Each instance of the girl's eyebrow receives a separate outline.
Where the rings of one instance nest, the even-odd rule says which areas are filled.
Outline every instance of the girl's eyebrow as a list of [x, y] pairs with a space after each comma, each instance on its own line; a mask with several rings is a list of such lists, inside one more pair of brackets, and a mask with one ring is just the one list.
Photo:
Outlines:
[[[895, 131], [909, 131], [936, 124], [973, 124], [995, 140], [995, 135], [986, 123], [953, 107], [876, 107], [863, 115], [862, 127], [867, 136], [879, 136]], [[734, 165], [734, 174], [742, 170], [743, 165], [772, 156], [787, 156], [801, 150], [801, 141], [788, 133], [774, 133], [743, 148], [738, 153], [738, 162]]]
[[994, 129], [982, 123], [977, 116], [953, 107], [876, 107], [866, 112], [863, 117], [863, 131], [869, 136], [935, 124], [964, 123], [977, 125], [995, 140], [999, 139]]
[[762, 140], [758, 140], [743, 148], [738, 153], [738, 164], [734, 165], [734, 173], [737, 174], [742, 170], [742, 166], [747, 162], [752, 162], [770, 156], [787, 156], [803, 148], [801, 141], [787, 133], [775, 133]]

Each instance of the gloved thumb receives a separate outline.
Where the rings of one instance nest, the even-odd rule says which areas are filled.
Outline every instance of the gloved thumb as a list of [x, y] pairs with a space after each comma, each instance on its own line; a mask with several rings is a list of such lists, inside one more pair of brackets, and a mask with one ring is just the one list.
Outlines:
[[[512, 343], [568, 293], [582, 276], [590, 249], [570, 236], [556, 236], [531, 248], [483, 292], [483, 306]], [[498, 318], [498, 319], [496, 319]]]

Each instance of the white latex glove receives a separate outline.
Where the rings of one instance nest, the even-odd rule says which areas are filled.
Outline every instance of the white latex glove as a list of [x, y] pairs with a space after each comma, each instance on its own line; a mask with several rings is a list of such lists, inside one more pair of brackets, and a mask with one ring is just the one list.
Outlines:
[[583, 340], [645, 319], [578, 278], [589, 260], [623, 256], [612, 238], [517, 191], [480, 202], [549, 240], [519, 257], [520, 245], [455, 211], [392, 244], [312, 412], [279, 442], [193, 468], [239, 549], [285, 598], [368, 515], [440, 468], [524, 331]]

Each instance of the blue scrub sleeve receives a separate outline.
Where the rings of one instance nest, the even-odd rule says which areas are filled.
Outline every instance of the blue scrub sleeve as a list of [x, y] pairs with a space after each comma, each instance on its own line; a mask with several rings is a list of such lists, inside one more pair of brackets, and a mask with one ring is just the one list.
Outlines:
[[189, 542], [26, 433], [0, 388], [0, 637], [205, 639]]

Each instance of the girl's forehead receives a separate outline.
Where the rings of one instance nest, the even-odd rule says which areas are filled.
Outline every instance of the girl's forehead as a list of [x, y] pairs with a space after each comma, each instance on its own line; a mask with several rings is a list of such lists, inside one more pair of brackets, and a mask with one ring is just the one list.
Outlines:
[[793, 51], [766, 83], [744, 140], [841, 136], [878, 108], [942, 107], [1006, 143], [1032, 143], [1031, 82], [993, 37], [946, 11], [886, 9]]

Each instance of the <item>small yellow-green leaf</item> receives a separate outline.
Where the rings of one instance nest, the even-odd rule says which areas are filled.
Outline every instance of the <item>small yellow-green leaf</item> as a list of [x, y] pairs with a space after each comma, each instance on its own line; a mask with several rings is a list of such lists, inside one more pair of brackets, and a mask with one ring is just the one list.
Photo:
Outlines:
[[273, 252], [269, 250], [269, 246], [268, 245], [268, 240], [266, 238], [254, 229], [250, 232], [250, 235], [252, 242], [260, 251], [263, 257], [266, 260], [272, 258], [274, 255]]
■ ■ ■
Update all the records above by replacing "receives a separate outline" with "gets its own outline" everywhere it occurs, keeping every other part the same.

Each instance of the girl's eyebrow gets its own outline.
Where the rings of one instance nest, the even-odd rule says which areas are filled.
Outline every instance of the girl's eyebrow as a list of [x, y] pairs with a space after each comma, each instance on its own line; a mask with several rings is a list of such lists, inside one more pair of brackets, and a mask with one ring is just the one list.
Photo:
Outlines:
[[[895, 131], [909, 131], [936, 124], [973, 124], [995, 140], [995, 135], [986, 123], [953, 107], [876, 107], [863, 115], [862, 127], [867, 136], [879, 136]], [[734, 165], [734, 174], [742, 170], [743, 165], [772, 156], [787, 156], [801, 150], [801, 141], [788, 133], [774, 133], [743, 148], [738, 153], [738, 162]]]
[[994, 129], [982, 123], [977, 116], [953, 107], [876, 107], [866, 112], [863, 117], [863, 131], [869, 136], [935, 124], [964, 123], [977, 125], [995, 140], [999, 139]]
[[762, 140], [758, 140], [743, 148], [738, 153], [738, 164], [734, 165], [734, 173], [737, 174], [742, 170], [742, 166], [747, 162], [752, 162], [770, 156], [787, 156], [803, 148], [801, 141], [787, 133], [775, 133]]

Each instance of the gloved thumb gets its own outline.
Where the rings of one instance nest, the even-odd rule says which areas are filled.
Outline every instance of the gloved thumb as a list of [x, y] pairs with a space after each comma, each instance on its own line; a mask with several rings is a list of such lists, inside one more pair of brackets, and a mask with one ring is just the one list.
Outlines:
[[[512, 343], [568, 293], [582, 276], [590, 249], [570, 236], [556, 236], [531, 248], [483, 292], [483, 306]], [[498, 318], [498, 319], [496, 319]]]

Each instance of the white latex glove gets its own outline.
Where the rings of one instance nest, the even-odd rule says which areas are filled.
Outline every instance of the white latex glove as a list of [x, y] pairs with a space after each comma, each instance on its own line; a mask with several rings is a list of such lists, inside one more pair of brackets, and a mask with one ring is just the one list.
Outlines:
[[583, 340], [645, 319], [578, 278], [589, 260], [623, 256], [612, 238], [517, 191], [480, 202], [549, 240], [519, 257], [520, 245], [455, 211], [392, 244], [312, 412], [279, 442], [193, 468], [239, 549], [285, 598], [368, 515], [440, 468], [524, 331]]

Each instance of the blue scrub sleeve gets its own outline.
Where the rings of one instance nest, the even-odd rule says which areas are filled.
Outline every instance of the blue scrub sleeve as a list of [x, y] pairs with a space after each comma, each instance on its own line; a mask with several rings is a list of such lists, inside one more pair of brackets, and a mask with one ring is just the one list.
Outlines:
[[189, 542], [26, 433], [0, 388], [0, 637], [205, 639]]

Each instance of the girl's forehead gets its own outline.
Where the rings of one instance nest, the even-odd rule says which areas are filled.
Outline every instance of the girl's forehead as a list of [x, y] pairs with a space after each comma, each instance on its own line; a mask with several rings is a list of such lists, inside one more pair of brackets, and a mask with one ring is just the one list.
Outlines:
[[793, 51], [766, 83], [744, 140], [841, 136], [878, 108], [942, 107], [1006, 143], [1032, 143], [1031, 82], [993, 37], [946, 11], [886, 9]]

Each instance of the <item>small yellow-green leaf</item> gets its own outline.
Where the rings of one instance nest, the even-odd rule says which areas are filled.
Outline every instance of the <item>small yellow-green leaf</item> as a list of [x, y] pairs with a space after each comma, each instance on its own line; a mask with several rings is a list of such lists, inside one more pair of brackets, and a mask with one ring is just the one list.
Photo:
Outlines:
[[273, 252], [269, 250], [269, 246], [268, 245], [268, 240], [266, 238], [254, 229], [250, 232], [250, 235], [252, 242], [260, 251], [263, 257], [266, 260], [272, 258], [274, 255]]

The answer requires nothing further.